— Set task —
Reproduce every line of the material below without any change, and leave the pictures out.

━━━━

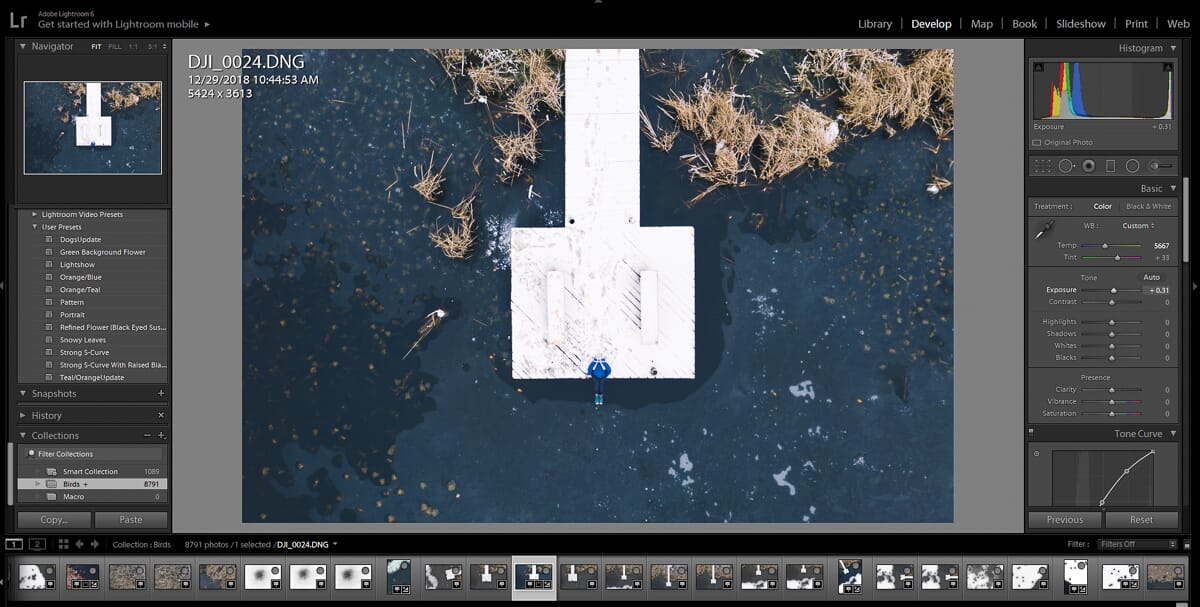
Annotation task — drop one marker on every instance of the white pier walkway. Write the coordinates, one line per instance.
(603, 284)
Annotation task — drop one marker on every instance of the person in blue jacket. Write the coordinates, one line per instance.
(599, 368)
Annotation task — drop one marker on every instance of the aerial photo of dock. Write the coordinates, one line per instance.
(591, 286)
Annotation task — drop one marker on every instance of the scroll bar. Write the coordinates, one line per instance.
(12, 460)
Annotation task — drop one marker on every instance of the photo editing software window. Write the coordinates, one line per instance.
(642, 306)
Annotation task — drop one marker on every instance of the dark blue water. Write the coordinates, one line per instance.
(825, 324)
(51, 136)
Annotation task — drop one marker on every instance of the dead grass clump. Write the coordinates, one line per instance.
(724, 130)
(429, 180)
(876, 88)
(526, 83)
(658, 137)
(127, 96)
(515, 151)
(456, 240)
(803, 137)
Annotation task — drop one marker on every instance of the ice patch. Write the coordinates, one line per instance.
(762, 307)
(804, 389)
(499, 240)
(781, 480)
(684, 463)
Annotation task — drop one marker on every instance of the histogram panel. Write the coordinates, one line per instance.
(1083, 90)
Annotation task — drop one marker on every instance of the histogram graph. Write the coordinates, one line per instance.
(1095, 90)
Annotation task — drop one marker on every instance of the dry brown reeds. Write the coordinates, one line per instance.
(127, 96)
(724, 130)
(515, 150)
(456, 240)
(429, 180)
(802, 137)
(527, 83)
(876, 88)
(657, 136)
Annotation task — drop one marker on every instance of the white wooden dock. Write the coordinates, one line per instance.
(603, 284)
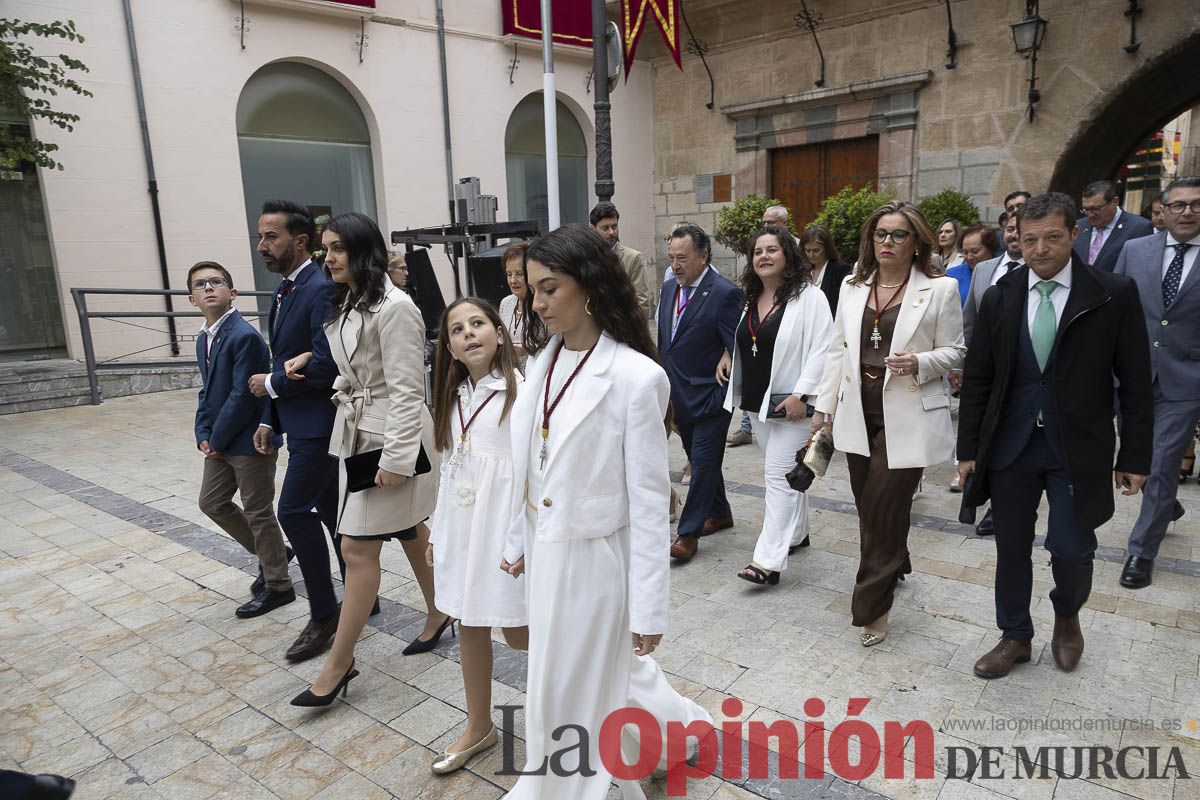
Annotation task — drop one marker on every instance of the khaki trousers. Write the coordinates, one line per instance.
(253, 524)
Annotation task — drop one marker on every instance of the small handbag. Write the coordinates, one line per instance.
(360, 469)
(820, 452)
(811, 461)
(773, 403)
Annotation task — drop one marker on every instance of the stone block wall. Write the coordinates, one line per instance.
(965, 127)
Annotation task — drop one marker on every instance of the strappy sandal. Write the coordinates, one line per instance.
(760, 577)
(798, 546)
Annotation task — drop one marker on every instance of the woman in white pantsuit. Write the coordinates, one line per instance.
(589, 443)
(774, 370)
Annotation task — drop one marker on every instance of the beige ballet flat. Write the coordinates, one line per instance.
(448, 762)
(870, 638)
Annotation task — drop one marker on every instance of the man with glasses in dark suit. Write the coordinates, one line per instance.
(1164, 265)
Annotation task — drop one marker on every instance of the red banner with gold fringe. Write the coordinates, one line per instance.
(634, 17)
(571, 20)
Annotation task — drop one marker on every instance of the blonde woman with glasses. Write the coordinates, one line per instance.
(898, 331)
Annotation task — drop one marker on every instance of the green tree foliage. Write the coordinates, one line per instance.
(845, 212)
(948, 204)
(737, 221)
(27, 82)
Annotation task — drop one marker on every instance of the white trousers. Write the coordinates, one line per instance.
(785, 519)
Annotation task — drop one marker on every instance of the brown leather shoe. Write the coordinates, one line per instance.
(1067, 644)
(714, 524)
(313, 639)
(684, 547)
(999, 661)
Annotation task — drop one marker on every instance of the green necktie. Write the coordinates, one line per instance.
(1044, 323)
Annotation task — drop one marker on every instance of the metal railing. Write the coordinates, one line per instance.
(89, 350)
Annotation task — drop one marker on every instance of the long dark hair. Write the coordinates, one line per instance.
(366, 256)
(449, 372)
(821, 235)
(581, 253)
(797, 268)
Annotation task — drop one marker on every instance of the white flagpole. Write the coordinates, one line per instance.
(550, 109)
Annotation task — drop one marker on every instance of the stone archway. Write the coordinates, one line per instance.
(1141, 104)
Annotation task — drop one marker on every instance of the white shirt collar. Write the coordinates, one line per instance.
(211, 330)
(1062, 278)
(297, 271)
(1113, 223)
(1171, 241)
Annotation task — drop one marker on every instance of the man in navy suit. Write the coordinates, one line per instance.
(1105, 227)
(1164, 265)
(301, 409)
(699, 311)
(1036, 419)
(228, 352)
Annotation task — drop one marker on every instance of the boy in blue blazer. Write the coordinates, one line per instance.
(229, 350)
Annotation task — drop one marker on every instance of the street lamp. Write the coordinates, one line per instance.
(1029, 34)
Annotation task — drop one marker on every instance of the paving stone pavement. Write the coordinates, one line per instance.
(121, 662)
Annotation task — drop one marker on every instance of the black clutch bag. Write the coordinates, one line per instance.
(360, 469)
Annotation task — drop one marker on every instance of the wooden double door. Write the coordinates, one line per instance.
(805, 175)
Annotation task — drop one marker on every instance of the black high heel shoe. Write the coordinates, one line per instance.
(761, 577)
(307, 699)
(425, 645)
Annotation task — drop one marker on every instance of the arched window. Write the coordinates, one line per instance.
(301, 137)
(525, 158)
(30, 316)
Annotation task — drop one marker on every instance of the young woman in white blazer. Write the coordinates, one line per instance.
(589, 451)
(898, 331)
(774, 370)
(377, 337)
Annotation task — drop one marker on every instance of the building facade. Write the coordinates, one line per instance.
(887, 108)
(283, 98)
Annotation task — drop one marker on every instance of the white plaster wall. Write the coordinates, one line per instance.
(193, 71)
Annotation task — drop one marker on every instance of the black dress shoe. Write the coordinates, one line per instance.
(261, 581)
(267, 600)
(1137, 572)
(49, 787)
(987, 525)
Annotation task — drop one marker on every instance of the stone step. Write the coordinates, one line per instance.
(39, 385)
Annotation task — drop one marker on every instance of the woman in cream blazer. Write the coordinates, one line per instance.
(898, 331)
(377, 337)
(593, 535)
(793, 330)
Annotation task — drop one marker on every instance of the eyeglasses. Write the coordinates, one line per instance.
(1179, 206)
(897, 235)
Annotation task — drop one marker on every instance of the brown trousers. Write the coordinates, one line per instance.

━━━━

— Output below —
Annotation task — drop one marker on every instance of the white pier walkway. Write the coordinates, one line per instance.
(603, 284)
Annotation task — drop one marker on every instance of the person in blue jacket. Write the coordinates, one line per instance.
(599, 368)
Annotation task — drop one marker on every instance of the aerial photo of dock. Write the coordinates, one line per instance.
(591, 286)
Annotation task — drop one marker on every instance of the scroll bar. Write the coordinates, one line per instance.
(12, 460)
Annotation task — drop one marker on every instance of the photo editing software window. Write the coordinates, one line per instance.
(642, 306)
Annotation task — drop one marker on every instance of the dark blue water. Write the coordinates, one line per instance.
(825, 324)
(51, 136)
Annotation task — drop one marker on every instance of the dead grass clump. Write the coordinates, one line per instance.
(724, 130)
(429, 180)
(876, 88)
(526, 83)
(658, 137)
(127, 96)
(515, 151)
(456, 240)
(803, 137)
Annotation task — drop one marker on every instance of the ice patch. Write the coordinates, one line per instance.
(762, 307)
(804, 389)
(499, 240)
(781, 480)
(684, 463)
Annotation task — drop one marker on every instance of the histogram panel. Write the coordinates, one line per instance.
(1083, 90)
Annotation task — drop one marker on every instance of the histogram graph. Write the coordinates, one line per instance.
(1095, 90)
Annotation task — drop one marker on every instance of the dry brown reeds. Write the coordinates, one line per instance.
(127, 96)
(724, 130)
(515, 150)
(456, 240)
(429, 180)
(802, 137)
(527, 83)
(876, 88)
(657, 136)
Annotation task — drop one marker on every instance of the white wooden dock. Write the coordinates, one line per instance.
(603, 284)
Annotation task — drop one marker on every instance of the khaki trousers. Write the coordinates, one line per instance.
(253, 524)
Annotation task — drop one marker on every instance of the small handbag. Write the coordinates, one line per instance.
(360, 469)
(820, 452)
(811, 461)
(773, 403)
Annotation task — drop one marker on every instance of the stone block wall. Write the coordinates, one line per instance.
(965, 127)
Annotation task — drop one marker on every instance of the strappy sandal. Write the coordinates, one line per instance.
(760, 577)
(798, 546)
Annotation task — drop one marker on every instance of the woman in white pantsuit. Write the coordinates, one line per instance.
(589, 443)
(774, 370)
Annotation task — drop one marker on every instance of the beige ballet flat. Write the coordinates, one line per instance.
(448, 762)
(870, 638)
Annotation task — drop one marker on every instance of the man with glasses in dark suit. Write the coordinates, one line per instance.
(1164, 265)
Annotation task — drop one marker on every instance of the red banner with gold fringe. Write the coordinates, one line per instance.
(634, 17)
(571, 20)
Annotation task — drop one marker on every instance of the blonde woman with glasses. Write the coordinates, one line per instance.
(898, 331)
Annotation task — drop one marker on every instance of the green tree foliage. Write the coordinates, one line per instance.
(845, 212)
(948, 204)
(737, 221)
(27, 82)
Annotation task — drop one marker on every instance of the white trousers. Write the coordinates, one line per instance.
(785, 519)
Annotation task — drop one marker on every instance of the brown leather shoe. Write the coordinates, one line per instance.
(1067, 644)
(714, 524)
(313, 639)
(684, 547)
(999, 661)
Annotation task — drop one marker on every instance of the green necktie. Write the coordinates, one line per instance.
(1044, 323)
Annotation task — drop one marker on every instance of the metal railing. Write the coordinates, one line per instance.
(89, 350)
Annotation task — drop one marker on every instance of the long dark hair. Write the coordinates, one line per instance.
(366, 256)
(449, 372)
(821, 235)
(581, 253)
(797, 268)
Annotation task — drop one marker on every instance of the white flagpole. Write the coordinates, one line per instance.
(550, 109)
Annotation task — drop one marker on every instance of the stone archway. Write the coordinates, one line per instance.
(1141, 104)
Annotation task — drop one marker on every instance of the white shirt collar. Write the coordinates, one line per instance.
(211, 330)
(1062, 278)
(297, 271)
(1113, 223)
(1171, 241)
Annotation task — drop one marker on every instance of the man in navy suit. Write the coordinates, one line per instance.
(1105, 227)
(1164, 265)
(301, 409)
(699, 311)
(1036, 419)
(228, 352)
Annotation task — drop one marker on every instance of the boy in blue blazer. Write the coordinates, one line per instance.
(229, 350)
Annotation task — drop one marker on every instance of the street lamp. Write the coordinates, one line per instance.
(1029, 34)
Annotation task — drop one marker on every instance of the paving stone pavement. Write the coordinates, one line per instance.
(121, 662)
Annotation task — drop one marker on every instance of the black clutch bag. Write the coordinates, one line per instance.
(360, 469)
Annotation task — drop one marker on every instance of the wooden double door. Write the coordinates, one line per instance.
(805, 175)
Annotation task — drop one marker on every instance of the black high heel shoe. Write the coordinates, one line per instance.
(761, 577)
(307, 699)
(425, 645)
Annotation task — drop one marker on every instance of the arched window. Write the coordinates, one line per instance.
(301, 137)
(525, 158)
(30, 316)
Annotation task — drop one marker on every instance of the young woman in white blazer. Write the coordinates, one line per instance.
(589, 451)
(898, 331)
(774, 370)
(377, 337)
Annotation task — drop one marker on every instance of the building facade. Write the coordinates, one line per instance.
(887, 108)
(283, 98)
Annotation task — drop one marker on every instance of the white plaster wall. Write the coordinates, one line per instance.
(193, 71)
Annotation task — drop one marker on every instance of the black dress shoe. Write the coordinates, one line per instance.
(261, 581)
(267, 600)
(1137, 572)
(49, 787)
(987, 525)
Annotation task — drop one marker on every instance of the stone step. Write the coordinates, one line per instance.
(39, 385)
Annotation task — drop one marker on every instance of the woman in cream blazer. Write the coordinates, one line per instance.
(898, 331)
(377, 337)
(593, 535)
(793, 330)
Annotation task — drop one marker on every instance of the eyeglasses. Write the coordinates, one line per instance.
(1179, 206)
(897, 235)
Annotation task — drop one marker on every instance of the brown trousers. Write the coordinates, one line per instance.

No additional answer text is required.